> [Görev tanımı] Aşağıdaki satırların tamamında "in this picture" ifadesini "in this image" ile değiştirerek düzenleyin; diğer her şey aynı kalsın. Resimleri cevaba eklemeyin.

════════════════

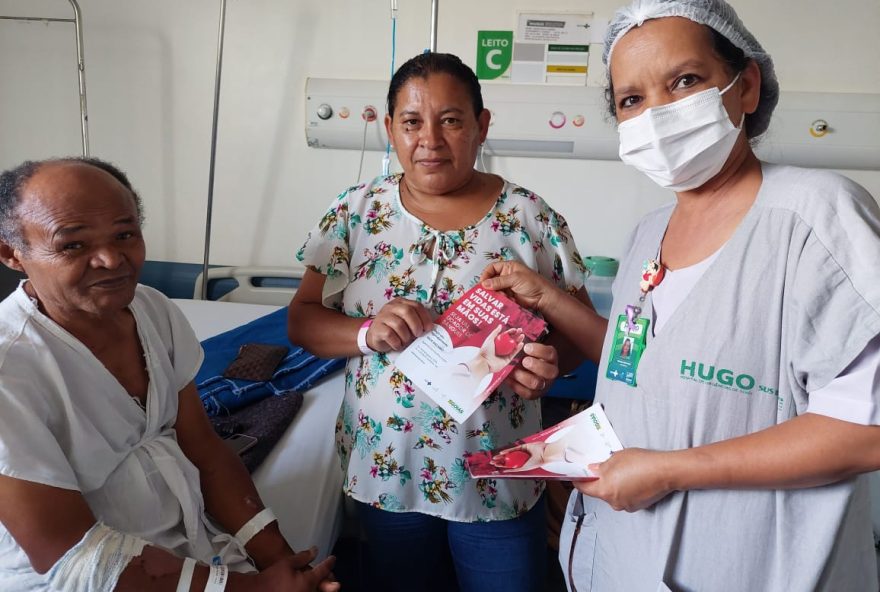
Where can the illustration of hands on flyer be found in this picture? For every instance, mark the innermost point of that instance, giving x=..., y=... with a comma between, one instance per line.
x=562, y=452
x=471, y=349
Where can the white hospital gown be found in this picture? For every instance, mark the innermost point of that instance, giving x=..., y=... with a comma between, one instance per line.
x=67, y=422
x=399, y=450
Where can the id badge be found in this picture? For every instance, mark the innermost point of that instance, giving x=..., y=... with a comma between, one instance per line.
x=627, y=349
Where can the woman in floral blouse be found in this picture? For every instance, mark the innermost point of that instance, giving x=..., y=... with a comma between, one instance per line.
x=398, y=251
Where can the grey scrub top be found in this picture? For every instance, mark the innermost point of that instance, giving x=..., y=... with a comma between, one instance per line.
x=790, y=301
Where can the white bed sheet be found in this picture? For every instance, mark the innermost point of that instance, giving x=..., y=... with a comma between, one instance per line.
x=301, y=479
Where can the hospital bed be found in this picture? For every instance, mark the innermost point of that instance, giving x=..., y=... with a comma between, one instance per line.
x=301, y=479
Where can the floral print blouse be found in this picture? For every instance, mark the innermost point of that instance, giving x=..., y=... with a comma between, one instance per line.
x=400, y=451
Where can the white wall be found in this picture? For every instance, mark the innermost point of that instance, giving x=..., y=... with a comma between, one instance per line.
x=150, y=70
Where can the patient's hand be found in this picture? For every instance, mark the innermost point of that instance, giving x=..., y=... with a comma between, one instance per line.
x=295, y=574
x=398, y=324
x=488, y=351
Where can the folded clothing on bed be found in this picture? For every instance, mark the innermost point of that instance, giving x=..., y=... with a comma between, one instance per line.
x=298, y=371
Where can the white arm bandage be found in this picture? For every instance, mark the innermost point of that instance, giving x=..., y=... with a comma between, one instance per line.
x=186, y=572
x=260, y=521
x=95, y=563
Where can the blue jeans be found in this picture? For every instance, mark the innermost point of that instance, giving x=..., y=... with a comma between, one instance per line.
x=411, y=551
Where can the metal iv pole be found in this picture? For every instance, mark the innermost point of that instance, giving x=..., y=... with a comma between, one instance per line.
x=80, y=64
x=219, y=69
x=434, y=10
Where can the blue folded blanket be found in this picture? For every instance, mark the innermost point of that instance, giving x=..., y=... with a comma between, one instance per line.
x=299, y=370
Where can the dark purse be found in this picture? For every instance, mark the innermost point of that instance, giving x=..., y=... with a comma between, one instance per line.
x=255, y=361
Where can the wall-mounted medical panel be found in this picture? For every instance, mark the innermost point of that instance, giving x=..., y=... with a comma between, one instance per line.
x=832, y=130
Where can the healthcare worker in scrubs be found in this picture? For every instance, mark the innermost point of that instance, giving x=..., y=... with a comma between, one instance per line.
x=748, y=404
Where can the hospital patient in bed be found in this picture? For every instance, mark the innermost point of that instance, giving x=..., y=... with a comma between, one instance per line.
x=108, y=464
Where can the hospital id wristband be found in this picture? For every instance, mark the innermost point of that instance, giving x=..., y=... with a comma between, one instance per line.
x=218, y=577
x=183, y=584
x=261, y=520
x=362, y=339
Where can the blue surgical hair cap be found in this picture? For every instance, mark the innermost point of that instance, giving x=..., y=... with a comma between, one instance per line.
x=718, y=15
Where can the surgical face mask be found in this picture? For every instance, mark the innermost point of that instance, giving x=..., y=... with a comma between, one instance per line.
x=683, y=144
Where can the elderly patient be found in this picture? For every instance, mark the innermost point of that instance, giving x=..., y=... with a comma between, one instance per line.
x=108, y=463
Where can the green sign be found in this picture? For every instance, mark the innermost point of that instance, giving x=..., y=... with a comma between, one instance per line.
x=494, y=53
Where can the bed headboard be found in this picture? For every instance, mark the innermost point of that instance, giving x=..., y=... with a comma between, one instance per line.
x=256, y=284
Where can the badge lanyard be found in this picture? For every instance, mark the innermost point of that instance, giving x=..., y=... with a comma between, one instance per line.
x=631, y=331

════════════════

> [Çözüm]
Where can the illustration of hands on flyer be found in this image? For every instance, mark the innermost point of that instance, giving x=..., y=... with a comma between, one instance per line.
x=562, y=452
x=471, y=349
Where can the white hospital gown be found in this image? For every instance, mark the innermost point of that instance, giving x=..., y=... with a comma between, one instance per line.
x=67, y=422
x=399, y=450
Where can the id badge be found in this image? For every instance, mark the innermost point of that instance, giving x=..., y=... with a comma between, one instance per line.
x=627, y=349
Where can the woman in floral blouse be found in this image? For every instance, mark the innermost point of that instance, giving x=..., y=... with a comma between, one instance per line.
x=398, y=251
Where can the grey scrub top be found in this image? For every instance, mark the innermost point of that instance, giving x=..., y=... with a comma between, one instance per line.
x=790, y=301
Where can the white bed sheet be found in this image? For every instance, mark the innermost point of that instance, giving x=..., y=... with a comma between, one instance per line.
x=301, y=479
Where can the hospital bed be found in this image? For every instance, mark the innermost point of that instance, giving x=..., y=... with a comma between, one instance per line.
x=301, y=479
Where can the floral print blouse be found in this image? For every instance, mark the innermost point of that instance, giving x=..., y=... with a comma between, one instance per line.
x=400, y=451
Where can the white wall be found in this image? For every instance, mark the innermost point of that instance, giving x=..., y=... with a comma between, one instance per line.
x=150, y=70
Where can the patient's hand be found in this image? For every instance, mark the innermost point of that instance, giving x=..., y=... with a comma between, one instance per line.
x=295, y=574
x=398, y=324
x=488, y=351
Where can the folded clothing on bed be found in this image? For every instance, mark the innermost point of that instance, giving x=..., y=... with a comma between, one instance per line.
x=298, y=371
Where can the white arm bandage be found in this image? For every instance, mark the innermost point of that instance, giving x=..., y=... with a comma between, one instance per line.
x=186, y=572
x=260, y=521
x=95, y=563
Where can the blue jeans be found in this image? For every instance, mark the innermost point of that instance, giving x=..., y=... with a comma between, one instance per line.
x=411, y=551
Where can the metal iv pole be found in this image? For every instance, mark the innermost point of that instance, giving x=..., y=... with a comma between, one instance per line.
x=80, y=64
x=219, y=69
x=434, y=10
Where can the blue folded blanket be found in this image? For every instance, mark the innermost point of that instance, giving x=..., y=... with a comma between, one instance per line.
x=299, y=370
Where can the dark purse be found in this image? For every instance, mark the innermost point of that instance, giving x=..., y=... with a comma between, one instance per line.
x=255, y=361
Where can the wall-mounted medical panel be found in this image? For every instance, mark the innermost point of that instance, giving x=..., y=... with a comma between, one instance per line.
x=832, y=130
Where can the healthcare worker in scrubs be found in this image? For every instance, mark the innermost point of that instance, giving x=..., y=... with a comma between, one instance per line.
x=748, y=404
Where can the hospital patient in bed be found in this image? For every instance, mark the innermost point of that instance, giving x=..., y=... with a comma between, one instance per line.
x=108, y=464
Where can the hospital id wristband be found in this image? For every instance, mark the innermost point of that instance, giving x=..., y=... with a comma between, one instance per line.
x=218, y=577
x=183, y=584
x=261, y=520
x=362, y=339
Where can the blue surgical hair cap be found in this image? For every instance, mark the innermost point of that instance, giving x=..., y=... with a comma between, one instance per line.
x=718, y=15
Where can the surgical face mask be found in this image? For every instance, mark the innermost point of that instance, giving x=..., y=... with a comma between, one instance per line.
x=683, y=144
Where can the elderly patient be found in this image? For every instance, mark the innermost point of that instance, giving x=..., y=... with a comma between, one instance per line.
x=108, y=463
Where can the green sign be found in this image? For every instance, mark the innermost point of that instance, giving x=..., y=... with a comma between, one instance per line.
x=494, y=53
Where can the bed headboard be found in this image? For every instance, mark the innermost point of that instance, giving x=..., y=... with a comma between, one instance per line.
x=256, y=284
Where can the badge lanyard be found in this image? For every instance, mark the innermost point of that instance, giving x=..., y=... with a comma between, one instance per line.
x=631, y=331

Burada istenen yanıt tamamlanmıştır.